• Stated goal
Switch "slimy skin" to "wet skin" in the stretch of the material from the line containing "Tag the slimy" through the line containing "[[308, 195]]". Return only those lines, with everything else left unchanged.

• Data section

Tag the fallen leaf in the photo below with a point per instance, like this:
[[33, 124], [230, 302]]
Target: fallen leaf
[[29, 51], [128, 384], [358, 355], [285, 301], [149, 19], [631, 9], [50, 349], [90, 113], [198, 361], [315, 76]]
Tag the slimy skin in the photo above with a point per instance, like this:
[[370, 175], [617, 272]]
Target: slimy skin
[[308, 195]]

---

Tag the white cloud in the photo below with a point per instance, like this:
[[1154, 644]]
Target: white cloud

...

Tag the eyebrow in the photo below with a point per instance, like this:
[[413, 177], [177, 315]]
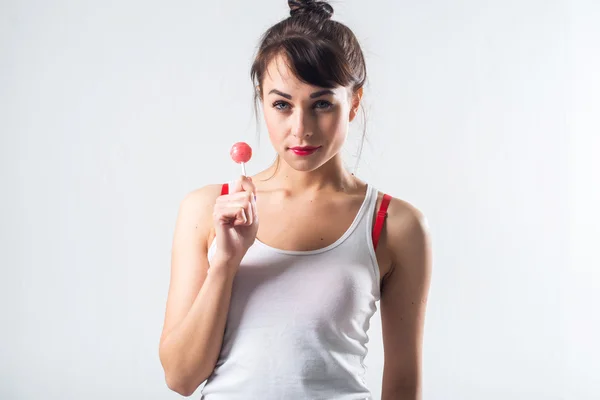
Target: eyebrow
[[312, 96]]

• Response to this task
Tag the wet skin in the photo above with a point per instance, like this:
[[370, 175], [617, 272]]
Target: wet skin
[[308, 195]]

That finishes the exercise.